* _Selected extract_

— BEGIN —

Paths, old and new

The property around 555 is a jungle. I love it that way, yet I feel the need to tame it. I want a diversity of things growing, attracting insects, birds, and other animals but at the same time, I want to be able to enjoy the space around me without climbing through weeds. And the best way to do that, in my mind at least, is by making paths through the jungle.

This morning, I planned to go work in the hatake garden, but a broken tree in the front garden required cleaning up (How did it break? It was standing normally yesterday). So I grabbed my saw and secateurs. That really changed my trajectory.

Instead of working in the hatake, I worked around the edges of the garden and ended up exploring paths.

Path 1: The Ent Road

For the rest of the morning, I used my saw and secateurs to cut bamboo and trim the branches off. With each length, I created a boundary fence along the Ent Road.

This used to be a real road, dirt, but passable by vehicles. Now it is badly ingrown with bamboo and its rocky boarder is lost under weeds.

Perhaps my fence building will slow the monkeys or deflect the wild boars. At least it widened the space a bit; we can probably mow it with the hammer knife rotor now.

Path 2: Upper East Side

After lunch, I planted new shrubs – two daphne and a wattle. While I was on the Upper East Side with the wattle, I decided to tidy up the edge of the embankment by ripping vines from the trees. This is a good season to get them. It probably won’t make much of a difference in the long run but it felt productive and, at least for now, the trees less restricted.

Also I discovered a dead tree, which I was able to push over the edge. Actually, it discovered me as I leaned on it for support while ripping honeysuckle off its neighbor. It wobbled more than I did, so I gave it a couple of good shoves and directed it out over the edge into the old road.

I dragged the tree around the corner to the brush pile in the old rice field. It has all manner of large branches, tree trimmings and random stuff. The Kawasakis tell me it will help to keep away boars. Great! But I also used the brush pile to dump out decades-old pickled plums from the barn. That definitely attracted wildlife; I found plums scattered along the path as I dragged the tree over. Oops.

Path 3: Water

While dropping off the tree, I heard a gurgling water sound down in the lower field, which is completely overgrown with 2 meter high grass and goldenrod stalks from last year.

The sound was like a scuba diver’s bubbles popping on the surface. I remembered the 1975 aerial photo of the property hinted something pond-like way down at the bottom of the hill. Intriguing.

Of course I had to investigate. I ducked and weaved my way down through the tangle of overgrowth, watching the terrain grow muddier and heavier with boar traces – hoofprints, cleared paths under brambles, dents from wallowing, and their never-to-be forgotten stink.

Which started to make me a bit nervous to be there alone. What if that sound was a boar taking a bath? Do boars gurgle? I decided to text Tod to let him know where I was, just in case something went awry.

I turned out to be – not an inoshishi having as bath, as I had feared – an exposed bit of irrigation pipe bubbling air to the surface of a pool. Could this be part of the mysterious “mountain water” system?

Recently a neighbor who I didn’t know came over to ask if we had water. She meant mountain water. And we did, but she was running out. Over the last two weeks, ours has been dwindling, too. Perhaps this is why.

— END —

* _Problem A_
Copy the records, everything from the line containing "For each instance of the ambetter" down to the end of the records, including the request lines, and add 72 to every coordinate value in the points.

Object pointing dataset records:
— BEGIN —

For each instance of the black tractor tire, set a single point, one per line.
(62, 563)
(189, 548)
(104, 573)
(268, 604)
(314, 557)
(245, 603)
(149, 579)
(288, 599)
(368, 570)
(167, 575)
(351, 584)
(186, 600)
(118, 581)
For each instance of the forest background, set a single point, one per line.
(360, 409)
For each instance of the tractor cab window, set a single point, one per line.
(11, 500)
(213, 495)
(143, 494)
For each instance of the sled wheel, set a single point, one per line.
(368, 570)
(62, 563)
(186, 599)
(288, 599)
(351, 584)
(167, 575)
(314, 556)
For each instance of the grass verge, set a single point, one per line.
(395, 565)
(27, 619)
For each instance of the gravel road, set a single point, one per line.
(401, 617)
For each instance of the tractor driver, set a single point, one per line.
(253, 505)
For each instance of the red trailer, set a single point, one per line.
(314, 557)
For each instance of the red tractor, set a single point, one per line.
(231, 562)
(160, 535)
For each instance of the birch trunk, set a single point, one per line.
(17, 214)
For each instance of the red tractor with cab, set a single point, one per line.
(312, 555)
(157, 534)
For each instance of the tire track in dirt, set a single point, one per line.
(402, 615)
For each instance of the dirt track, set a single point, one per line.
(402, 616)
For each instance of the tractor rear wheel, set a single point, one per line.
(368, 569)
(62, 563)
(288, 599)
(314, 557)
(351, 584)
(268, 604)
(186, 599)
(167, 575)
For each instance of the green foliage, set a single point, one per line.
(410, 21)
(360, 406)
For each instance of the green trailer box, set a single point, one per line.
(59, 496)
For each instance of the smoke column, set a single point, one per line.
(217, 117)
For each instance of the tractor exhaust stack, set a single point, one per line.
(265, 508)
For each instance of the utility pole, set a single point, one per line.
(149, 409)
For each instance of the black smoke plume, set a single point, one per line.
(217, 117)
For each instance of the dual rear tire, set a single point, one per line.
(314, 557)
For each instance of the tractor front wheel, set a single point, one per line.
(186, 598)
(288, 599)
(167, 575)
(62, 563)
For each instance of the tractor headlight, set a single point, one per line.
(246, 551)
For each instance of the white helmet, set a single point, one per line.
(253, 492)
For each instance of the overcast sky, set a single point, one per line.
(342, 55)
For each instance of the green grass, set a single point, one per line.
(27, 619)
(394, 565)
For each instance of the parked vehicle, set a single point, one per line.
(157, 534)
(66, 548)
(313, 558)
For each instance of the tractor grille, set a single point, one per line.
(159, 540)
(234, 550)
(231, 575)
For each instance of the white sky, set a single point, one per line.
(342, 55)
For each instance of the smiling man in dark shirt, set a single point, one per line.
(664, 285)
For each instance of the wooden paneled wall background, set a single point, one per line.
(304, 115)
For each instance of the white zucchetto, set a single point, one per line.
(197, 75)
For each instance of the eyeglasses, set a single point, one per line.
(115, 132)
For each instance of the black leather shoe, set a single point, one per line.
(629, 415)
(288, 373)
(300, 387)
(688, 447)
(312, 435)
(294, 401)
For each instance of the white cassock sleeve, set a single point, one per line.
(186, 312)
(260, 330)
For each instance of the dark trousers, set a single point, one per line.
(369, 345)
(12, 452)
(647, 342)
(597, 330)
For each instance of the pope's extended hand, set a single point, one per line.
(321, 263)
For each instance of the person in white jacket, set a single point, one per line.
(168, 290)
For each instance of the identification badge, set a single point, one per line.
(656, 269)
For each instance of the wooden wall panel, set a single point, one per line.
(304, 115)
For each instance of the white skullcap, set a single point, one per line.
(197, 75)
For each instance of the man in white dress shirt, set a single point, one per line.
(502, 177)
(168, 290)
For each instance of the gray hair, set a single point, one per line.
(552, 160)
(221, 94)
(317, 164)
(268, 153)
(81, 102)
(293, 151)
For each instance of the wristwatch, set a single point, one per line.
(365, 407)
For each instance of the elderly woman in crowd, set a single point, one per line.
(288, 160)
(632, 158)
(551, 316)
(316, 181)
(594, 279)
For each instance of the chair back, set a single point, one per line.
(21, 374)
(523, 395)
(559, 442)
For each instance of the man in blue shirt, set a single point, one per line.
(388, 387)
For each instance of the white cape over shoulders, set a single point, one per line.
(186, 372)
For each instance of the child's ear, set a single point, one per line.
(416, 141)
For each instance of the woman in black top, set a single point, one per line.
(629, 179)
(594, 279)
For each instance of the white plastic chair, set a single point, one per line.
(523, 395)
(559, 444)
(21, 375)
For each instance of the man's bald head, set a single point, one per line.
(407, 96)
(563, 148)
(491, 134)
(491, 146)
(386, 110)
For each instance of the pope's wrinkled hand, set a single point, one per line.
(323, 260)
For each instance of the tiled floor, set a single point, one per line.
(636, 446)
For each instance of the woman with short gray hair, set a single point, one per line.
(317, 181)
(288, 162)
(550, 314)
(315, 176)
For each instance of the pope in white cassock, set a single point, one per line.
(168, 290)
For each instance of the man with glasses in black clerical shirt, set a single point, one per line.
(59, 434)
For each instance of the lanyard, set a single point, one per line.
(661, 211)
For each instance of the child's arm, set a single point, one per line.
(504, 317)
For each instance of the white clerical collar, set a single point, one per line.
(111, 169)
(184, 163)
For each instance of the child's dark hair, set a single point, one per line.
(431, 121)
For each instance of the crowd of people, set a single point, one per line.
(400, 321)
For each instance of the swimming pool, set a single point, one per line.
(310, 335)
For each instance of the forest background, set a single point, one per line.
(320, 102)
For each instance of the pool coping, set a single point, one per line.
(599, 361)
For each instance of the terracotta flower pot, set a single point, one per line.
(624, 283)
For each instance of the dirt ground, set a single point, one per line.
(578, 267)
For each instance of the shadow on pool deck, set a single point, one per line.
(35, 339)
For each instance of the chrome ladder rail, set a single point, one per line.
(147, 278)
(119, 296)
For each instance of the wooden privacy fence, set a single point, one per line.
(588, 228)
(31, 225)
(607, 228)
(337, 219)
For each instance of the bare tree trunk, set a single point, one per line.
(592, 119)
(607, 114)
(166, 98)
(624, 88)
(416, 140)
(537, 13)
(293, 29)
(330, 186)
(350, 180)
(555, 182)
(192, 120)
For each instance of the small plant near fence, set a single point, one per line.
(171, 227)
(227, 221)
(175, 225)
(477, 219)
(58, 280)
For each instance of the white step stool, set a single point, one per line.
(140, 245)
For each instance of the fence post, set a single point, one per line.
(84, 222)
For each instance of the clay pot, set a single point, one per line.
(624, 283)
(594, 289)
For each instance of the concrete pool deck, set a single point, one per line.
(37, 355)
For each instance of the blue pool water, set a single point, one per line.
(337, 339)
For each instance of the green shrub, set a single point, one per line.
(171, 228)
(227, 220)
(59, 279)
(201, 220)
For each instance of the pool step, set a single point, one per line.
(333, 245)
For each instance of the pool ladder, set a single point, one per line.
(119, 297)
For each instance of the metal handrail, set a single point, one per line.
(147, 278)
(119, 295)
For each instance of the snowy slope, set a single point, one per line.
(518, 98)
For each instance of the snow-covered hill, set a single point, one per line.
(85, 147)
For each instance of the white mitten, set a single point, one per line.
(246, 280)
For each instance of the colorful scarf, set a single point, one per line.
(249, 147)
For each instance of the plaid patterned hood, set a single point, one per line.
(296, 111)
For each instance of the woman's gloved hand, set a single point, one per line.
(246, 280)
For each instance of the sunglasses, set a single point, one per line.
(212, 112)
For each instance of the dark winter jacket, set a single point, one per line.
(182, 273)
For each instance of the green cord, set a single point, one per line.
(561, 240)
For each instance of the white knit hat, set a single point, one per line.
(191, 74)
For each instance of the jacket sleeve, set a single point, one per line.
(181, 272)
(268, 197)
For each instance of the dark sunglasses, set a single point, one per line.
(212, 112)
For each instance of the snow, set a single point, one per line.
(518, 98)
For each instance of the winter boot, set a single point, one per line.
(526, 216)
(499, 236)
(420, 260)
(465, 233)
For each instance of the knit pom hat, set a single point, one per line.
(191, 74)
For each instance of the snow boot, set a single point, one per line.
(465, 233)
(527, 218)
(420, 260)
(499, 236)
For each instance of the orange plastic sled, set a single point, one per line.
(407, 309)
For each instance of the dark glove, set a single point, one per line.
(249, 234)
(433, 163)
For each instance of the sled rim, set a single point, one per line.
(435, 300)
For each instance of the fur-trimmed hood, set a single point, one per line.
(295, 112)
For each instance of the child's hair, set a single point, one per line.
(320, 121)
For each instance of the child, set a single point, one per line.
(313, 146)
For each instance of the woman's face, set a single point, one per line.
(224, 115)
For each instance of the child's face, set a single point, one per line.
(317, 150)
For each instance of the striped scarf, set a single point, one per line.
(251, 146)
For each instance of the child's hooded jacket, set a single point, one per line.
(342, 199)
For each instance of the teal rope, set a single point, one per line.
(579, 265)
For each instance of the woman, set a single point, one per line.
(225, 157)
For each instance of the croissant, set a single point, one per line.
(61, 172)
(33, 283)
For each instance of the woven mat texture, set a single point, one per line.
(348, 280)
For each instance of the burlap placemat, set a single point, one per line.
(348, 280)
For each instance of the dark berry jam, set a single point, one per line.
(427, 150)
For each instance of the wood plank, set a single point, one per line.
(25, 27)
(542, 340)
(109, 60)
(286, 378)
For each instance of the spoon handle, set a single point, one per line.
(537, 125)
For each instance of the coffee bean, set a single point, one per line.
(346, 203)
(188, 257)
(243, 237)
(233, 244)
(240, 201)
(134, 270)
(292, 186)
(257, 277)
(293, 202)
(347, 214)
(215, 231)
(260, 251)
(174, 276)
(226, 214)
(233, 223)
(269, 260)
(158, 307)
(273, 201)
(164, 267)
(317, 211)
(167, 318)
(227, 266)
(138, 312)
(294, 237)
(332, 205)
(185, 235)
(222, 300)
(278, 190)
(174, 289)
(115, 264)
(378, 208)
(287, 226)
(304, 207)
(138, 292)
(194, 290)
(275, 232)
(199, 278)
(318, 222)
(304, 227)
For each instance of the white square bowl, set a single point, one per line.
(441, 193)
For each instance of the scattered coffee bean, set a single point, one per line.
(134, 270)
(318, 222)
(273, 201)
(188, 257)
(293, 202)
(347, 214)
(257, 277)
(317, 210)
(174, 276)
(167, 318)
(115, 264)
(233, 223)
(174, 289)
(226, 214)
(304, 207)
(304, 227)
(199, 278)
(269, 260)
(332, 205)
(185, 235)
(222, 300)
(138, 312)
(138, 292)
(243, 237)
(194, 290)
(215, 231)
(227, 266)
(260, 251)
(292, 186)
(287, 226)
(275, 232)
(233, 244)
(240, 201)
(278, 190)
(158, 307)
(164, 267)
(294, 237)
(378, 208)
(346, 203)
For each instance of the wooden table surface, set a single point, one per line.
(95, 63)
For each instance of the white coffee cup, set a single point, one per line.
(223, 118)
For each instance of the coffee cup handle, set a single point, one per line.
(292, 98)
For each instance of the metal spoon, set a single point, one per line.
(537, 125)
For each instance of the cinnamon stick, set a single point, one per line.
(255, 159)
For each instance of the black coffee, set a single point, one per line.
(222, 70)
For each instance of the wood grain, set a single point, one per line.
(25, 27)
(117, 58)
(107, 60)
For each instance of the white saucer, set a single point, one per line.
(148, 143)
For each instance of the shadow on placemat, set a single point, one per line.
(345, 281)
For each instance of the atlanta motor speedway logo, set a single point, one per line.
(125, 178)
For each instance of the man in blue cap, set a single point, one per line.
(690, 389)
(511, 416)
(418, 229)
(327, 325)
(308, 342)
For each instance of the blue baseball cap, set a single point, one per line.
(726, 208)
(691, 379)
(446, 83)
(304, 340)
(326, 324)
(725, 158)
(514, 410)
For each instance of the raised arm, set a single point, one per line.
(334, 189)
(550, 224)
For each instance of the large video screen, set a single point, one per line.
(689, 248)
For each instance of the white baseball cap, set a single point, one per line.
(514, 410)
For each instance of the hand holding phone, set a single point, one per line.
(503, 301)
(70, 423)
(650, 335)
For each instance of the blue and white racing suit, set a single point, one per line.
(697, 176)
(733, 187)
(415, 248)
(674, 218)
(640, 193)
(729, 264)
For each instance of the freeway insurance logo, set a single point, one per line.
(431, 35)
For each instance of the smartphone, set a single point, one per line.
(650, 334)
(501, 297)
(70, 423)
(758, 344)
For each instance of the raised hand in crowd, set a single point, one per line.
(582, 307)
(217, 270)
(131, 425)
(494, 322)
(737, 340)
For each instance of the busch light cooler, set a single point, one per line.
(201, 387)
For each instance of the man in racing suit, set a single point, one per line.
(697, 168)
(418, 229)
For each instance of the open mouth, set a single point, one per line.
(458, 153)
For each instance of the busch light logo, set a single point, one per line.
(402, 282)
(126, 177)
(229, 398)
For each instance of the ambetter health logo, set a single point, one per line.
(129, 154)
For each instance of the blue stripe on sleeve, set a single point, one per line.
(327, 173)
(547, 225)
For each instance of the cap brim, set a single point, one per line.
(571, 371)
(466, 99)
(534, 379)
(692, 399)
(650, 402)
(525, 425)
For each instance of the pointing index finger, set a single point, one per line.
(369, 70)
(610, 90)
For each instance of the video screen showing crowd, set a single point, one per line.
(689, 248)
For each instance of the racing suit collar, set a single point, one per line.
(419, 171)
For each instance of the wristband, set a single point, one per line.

— END —

* _Problem B_
In the post about garden paths, which new shrubs were planted after lunch?

* _Task solution A_
For each instance of the ambetter health logo, set a single point, one per line.
(201, 226)
For each instance of the blue stripe on sleeve, set a single point, one per line.
(399, 245)
(619, 297)
For each instance of the cap brim, set a single point, one per line.
(643, 443)
(538, 171)
(606, 451)
(764, 471)
(722, 474)
(597, 497)
For each instance of the pointing index finger, set a single point, one per line.
(441, 142)
(682, 162)
For each instance of the video screen showing crowd, set a single point, one per line.
(761, 320)
For each instance of the racing suit collar, set a single point, one per line.
(491, 243)
For each instance of the wristband, set a single point, one per line.

* _Task solution B_
Two daphne and a wattle.